WHAT TO WORK ON: Reproduce only the lines of the material below that start at the line containing "Exercise. Locate the rectangular" and stop at the line containing "Exercise. Locate the brick". Keep both end lines.

(RECORDS TO USE begins)

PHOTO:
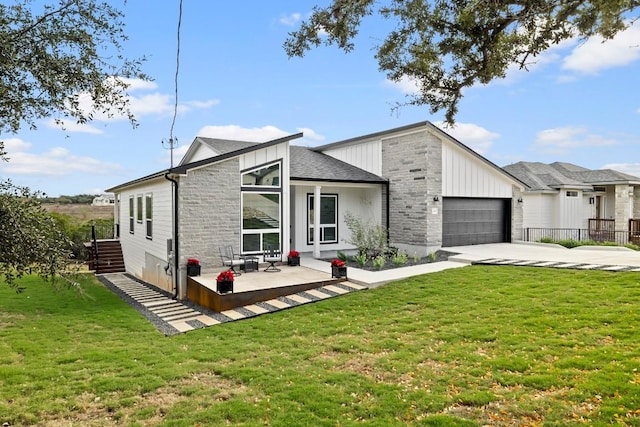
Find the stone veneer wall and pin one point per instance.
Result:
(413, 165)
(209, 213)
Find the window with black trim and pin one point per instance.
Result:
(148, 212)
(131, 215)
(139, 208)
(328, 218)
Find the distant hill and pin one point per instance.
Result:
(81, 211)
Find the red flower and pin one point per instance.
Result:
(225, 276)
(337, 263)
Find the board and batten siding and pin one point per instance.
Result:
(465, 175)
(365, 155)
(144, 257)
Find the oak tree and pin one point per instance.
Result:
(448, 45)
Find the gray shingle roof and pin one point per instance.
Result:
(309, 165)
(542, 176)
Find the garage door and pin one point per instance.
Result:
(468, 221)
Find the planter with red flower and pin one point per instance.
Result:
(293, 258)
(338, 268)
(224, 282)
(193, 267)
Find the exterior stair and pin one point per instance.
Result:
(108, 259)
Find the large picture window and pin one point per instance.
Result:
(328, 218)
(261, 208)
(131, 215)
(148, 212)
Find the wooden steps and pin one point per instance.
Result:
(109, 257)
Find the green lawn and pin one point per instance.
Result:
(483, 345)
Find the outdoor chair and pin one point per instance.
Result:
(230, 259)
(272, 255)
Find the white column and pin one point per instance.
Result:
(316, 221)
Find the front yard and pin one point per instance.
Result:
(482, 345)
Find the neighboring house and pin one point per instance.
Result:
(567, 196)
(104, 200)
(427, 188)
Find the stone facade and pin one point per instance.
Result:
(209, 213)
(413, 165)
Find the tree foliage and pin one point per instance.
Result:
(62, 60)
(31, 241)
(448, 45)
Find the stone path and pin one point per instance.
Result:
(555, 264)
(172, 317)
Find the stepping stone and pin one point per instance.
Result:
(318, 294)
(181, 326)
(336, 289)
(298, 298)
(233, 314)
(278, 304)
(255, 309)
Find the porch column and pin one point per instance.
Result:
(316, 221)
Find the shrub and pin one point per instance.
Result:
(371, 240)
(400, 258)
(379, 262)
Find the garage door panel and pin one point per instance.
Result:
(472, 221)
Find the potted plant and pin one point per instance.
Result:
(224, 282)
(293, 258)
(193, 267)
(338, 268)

(RECORDS TO USE ends)
(RECORDS TO USE begins)

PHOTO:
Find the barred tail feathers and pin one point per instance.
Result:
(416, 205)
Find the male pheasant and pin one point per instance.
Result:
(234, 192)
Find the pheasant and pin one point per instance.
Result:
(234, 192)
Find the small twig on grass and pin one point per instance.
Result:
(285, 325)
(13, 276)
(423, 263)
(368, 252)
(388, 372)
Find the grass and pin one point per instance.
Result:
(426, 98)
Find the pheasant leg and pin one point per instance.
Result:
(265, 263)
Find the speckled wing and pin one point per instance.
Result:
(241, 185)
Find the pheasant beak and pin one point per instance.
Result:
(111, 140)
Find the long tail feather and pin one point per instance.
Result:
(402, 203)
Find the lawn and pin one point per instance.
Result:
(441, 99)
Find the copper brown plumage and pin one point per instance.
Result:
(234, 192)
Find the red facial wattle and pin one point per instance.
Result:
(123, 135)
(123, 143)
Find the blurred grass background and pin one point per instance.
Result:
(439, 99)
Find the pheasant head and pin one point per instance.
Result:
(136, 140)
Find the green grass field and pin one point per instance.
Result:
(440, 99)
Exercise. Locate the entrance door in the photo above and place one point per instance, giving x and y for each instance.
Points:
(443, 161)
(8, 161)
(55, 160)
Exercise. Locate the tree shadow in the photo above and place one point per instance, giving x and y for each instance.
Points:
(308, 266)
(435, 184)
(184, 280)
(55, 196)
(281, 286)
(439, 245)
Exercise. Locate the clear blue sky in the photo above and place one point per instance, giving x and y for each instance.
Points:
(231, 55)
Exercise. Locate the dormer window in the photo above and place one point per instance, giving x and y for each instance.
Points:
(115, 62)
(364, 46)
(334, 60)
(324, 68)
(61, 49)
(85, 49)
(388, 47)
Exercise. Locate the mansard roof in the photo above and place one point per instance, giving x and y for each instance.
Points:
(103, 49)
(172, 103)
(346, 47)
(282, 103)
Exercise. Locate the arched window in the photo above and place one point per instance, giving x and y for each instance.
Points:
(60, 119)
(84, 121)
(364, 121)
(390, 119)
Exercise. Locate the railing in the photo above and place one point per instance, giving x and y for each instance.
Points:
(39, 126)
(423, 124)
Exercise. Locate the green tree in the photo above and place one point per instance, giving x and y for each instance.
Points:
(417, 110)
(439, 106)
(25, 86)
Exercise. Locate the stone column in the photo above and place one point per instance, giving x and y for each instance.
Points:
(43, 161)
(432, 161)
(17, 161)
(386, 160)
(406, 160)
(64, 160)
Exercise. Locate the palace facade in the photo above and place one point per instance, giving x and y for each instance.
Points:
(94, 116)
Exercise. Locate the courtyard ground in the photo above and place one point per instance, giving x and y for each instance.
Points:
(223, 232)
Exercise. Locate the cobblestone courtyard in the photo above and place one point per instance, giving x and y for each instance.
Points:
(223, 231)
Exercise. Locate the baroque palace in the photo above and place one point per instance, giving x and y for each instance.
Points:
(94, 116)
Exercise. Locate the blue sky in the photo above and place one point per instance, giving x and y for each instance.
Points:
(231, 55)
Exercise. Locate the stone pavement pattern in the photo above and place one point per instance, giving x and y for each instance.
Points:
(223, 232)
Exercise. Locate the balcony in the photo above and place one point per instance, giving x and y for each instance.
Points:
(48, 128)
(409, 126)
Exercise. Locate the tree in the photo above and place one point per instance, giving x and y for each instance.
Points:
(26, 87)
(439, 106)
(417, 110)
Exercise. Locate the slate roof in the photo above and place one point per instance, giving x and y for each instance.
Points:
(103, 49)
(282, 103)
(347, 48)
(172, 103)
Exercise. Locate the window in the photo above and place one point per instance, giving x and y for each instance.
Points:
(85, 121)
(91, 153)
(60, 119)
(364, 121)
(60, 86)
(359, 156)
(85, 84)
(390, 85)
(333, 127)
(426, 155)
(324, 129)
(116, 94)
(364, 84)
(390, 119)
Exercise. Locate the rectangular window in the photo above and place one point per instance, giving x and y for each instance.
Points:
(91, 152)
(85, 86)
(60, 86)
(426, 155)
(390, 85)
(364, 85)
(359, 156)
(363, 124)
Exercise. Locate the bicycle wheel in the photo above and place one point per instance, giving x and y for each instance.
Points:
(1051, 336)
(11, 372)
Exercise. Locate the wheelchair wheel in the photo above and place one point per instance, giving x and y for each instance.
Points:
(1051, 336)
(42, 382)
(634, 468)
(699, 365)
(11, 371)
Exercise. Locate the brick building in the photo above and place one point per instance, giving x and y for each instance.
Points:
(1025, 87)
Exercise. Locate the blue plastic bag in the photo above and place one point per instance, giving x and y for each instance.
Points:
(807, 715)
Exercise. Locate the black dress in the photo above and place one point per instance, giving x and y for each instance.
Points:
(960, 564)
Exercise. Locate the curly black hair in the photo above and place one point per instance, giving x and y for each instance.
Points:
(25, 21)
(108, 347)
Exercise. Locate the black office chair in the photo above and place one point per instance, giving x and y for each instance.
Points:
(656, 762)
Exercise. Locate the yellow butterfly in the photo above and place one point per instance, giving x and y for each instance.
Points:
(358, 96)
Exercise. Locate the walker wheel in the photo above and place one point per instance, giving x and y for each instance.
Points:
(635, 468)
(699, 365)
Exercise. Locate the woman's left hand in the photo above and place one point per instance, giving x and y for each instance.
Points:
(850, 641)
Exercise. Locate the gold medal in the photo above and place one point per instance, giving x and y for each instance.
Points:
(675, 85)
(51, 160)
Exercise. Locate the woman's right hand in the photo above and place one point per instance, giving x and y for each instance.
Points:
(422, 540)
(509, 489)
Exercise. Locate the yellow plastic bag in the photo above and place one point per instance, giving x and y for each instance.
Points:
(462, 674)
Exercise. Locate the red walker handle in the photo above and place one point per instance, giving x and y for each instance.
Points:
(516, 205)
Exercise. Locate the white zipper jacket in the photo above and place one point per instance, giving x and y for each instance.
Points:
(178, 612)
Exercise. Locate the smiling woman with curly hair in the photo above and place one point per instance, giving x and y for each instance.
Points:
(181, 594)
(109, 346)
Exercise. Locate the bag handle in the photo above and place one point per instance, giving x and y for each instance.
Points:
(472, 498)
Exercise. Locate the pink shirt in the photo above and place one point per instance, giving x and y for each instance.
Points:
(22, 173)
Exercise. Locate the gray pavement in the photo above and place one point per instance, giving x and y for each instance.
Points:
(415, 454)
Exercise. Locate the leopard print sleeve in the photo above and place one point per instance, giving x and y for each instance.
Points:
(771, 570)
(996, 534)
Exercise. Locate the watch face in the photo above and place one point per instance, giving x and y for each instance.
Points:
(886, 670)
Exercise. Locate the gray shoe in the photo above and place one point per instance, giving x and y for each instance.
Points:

(RECORDS TO USE ends)

EXERCISE RESPONSE:
Exercise. Locate the rectangular window in the photo above and place one point per instance, giving x and y for each instance.
Points:
(91, 152)
(85, 86)
(60, 86)
(426, 155)
(390, 85)
(364, 85)
(359, 156)
(363, 124)
Exercise. Locate the bicycle wheel in the photo above and place one point per instance, giving x and y for each instance.
Points:
(1051, 336)
(11, 372)
Exercise. Locate the wheelchair wheel in the photo above and place one point per instance, giving x and y for each instance.
Points:
(1051, 336)
(42, 382)
(634, 468)
(699, 365)
(11, 371)
Exercise. Locate the brick building in the photo above and place one point per instance, giving x and y for each instance.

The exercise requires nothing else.